• What you are asked to do
Reproduce every entry exactly, without alteration.

• Given information
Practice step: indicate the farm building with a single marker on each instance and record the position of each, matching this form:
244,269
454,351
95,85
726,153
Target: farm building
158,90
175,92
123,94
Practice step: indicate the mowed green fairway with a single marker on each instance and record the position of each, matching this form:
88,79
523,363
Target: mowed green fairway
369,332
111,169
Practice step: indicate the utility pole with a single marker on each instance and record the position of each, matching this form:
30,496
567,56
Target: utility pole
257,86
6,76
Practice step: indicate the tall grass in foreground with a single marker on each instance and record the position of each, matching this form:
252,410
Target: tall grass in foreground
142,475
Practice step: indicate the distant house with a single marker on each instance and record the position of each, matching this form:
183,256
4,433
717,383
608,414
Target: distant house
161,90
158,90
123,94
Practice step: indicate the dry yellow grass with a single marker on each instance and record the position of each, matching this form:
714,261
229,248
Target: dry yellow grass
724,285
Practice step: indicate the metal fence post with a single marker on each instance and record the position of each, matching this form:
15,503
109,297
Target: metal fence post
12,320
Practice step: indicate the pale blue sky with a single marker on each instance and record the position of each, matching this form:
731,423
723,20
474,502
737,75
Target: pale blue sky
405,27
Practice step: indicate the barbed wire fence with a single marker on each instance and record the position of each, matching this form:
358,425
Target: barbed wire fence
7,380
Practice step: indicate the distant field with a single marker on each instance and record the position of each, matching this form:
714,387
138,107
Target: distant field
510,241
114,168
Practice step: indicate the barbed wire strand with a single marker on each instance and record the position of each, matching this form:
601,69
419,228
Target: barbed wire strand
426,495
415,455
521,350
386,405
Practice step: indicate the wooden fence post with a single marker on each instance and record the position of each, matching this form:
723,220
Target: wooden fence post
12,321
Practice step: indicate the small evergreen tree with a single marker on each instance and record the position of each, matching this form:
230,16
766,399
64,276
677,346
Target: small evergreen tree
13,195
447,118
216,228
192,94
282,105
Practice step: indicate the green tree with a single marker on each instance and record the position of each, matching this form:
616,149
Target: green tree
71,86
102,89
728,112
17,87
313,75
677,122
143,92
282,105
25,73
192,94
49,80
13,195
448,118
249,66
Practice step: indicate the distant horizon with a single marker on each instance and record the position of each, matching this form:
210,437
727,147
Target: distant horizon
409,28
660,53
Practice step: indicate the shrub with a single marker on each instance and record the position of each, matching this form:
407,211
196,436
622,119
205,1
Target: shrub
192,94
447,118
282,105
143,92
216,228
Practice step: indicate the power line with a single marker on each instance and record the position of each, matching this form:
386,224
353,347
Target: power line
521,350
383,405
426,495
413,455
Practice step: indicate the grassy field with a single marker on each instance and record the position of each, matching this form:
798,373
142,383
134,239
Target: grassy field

• Result of the exercise
Practice step: indicate the farm building with a single marker on each instance and record the position of each, matching this form:
244,269
454,351
95,85
726,153
Target: farm building
158,90
175,92
123,94
Practice step: indicate the mowed green fairway with a single marker on each instance and record the position of each, matching this form:
88,79
523,363
Target: mowed green fairway
369,332
111,169
Practice step: indicate the utility pole with a single marker on each instance and record the position of each, matching this form:
30,496
567,56
Target: utility pole
257,86
6,76
Practice step: indicate the tall grass in foreground with a single marker on each instance and record the position of each, matching this form:
252,410
Target: tall grass in foreground
142,475
Practice step: indicate the distant house with a single marker on each instance and record the position of each, matching this form:
183,256
4,433
717,383
608,414
Target: distant house
161,90
158,90
123,94
Practice step: indicate the dry yellow grass with a single marker on each instance and record the position of each, matching this form:
714,261
229,248
Target: dry yellow grass
724,285
Practice step: indicate the metal fence post with a single marker on each instance and record the position of each, matching this form:
15,503
109,297
Target: metal fence post
12,320
Practice step: indicate the pale blue sky with a single marker on each instance and record the position of each, matching this form:
731,423
723,20
474,502
737,75
Target: pale blue sky
405,27
Practice step: indicate the barbed wire fence with a single marker on each instance and record the position of each, matching this form:
358,425
Target: barbed wire fence
7,380
Practice step: indicate the distant field with a single marker on each instance and record the position of each, matching this form:
714,387
138,107
Target: distant field
510,241
114,168
Practice step: indicate the barbed wire strand with a single marker on each instance and record the position of each, matching this form:
601,69
419,228
Target: barbed wire strand
426,495
415,455
521,350
386,405
Practice step: indicate the wooden fence post with a single marker on each instance and record the position of each, matching this form:
723,220
Target: wooden fence post
12,321
Practice step: indicate the small evergreen tree with a single marker on each instance and record the position of each, matching this form:
230,16
766,399
64,276
677,346
Target: small evergreen tree
13,195
447,118
216,228
192,94
282,105
Practice step: indicate the green tree with a single marker on each instance and record the position of each, matching this form:
616,149
Target: green tree
71,86
102,89
728,112
17,87
313,75
677,122
143,92
282,105
25,73
192,94
49,80
13,195
448,118
249,66
Practice step: indicate the distant horizon with a single marker on each instance and record the position of each, matching this form:
210,437
727,147
Target: distant horizon
409,28
660,53
Practice step: indicate the shrub with a single marker on each instance and record the position of each, matching this form:
407,211
196,436
622,119
205,1
Target: shrub
192,94
447,118
282,105
143,92
216,228
Practice step: indicate the power line with a single marker on each instance and record the position of each, matching this form:
386,224
353,347
Target: power line
521,350
383,405
426,495
413,455
Practice step: indicate the grassy field with a single marker on each instance and record the position of each, matching this form:
798,373
142,383
134,239
Target: grassy field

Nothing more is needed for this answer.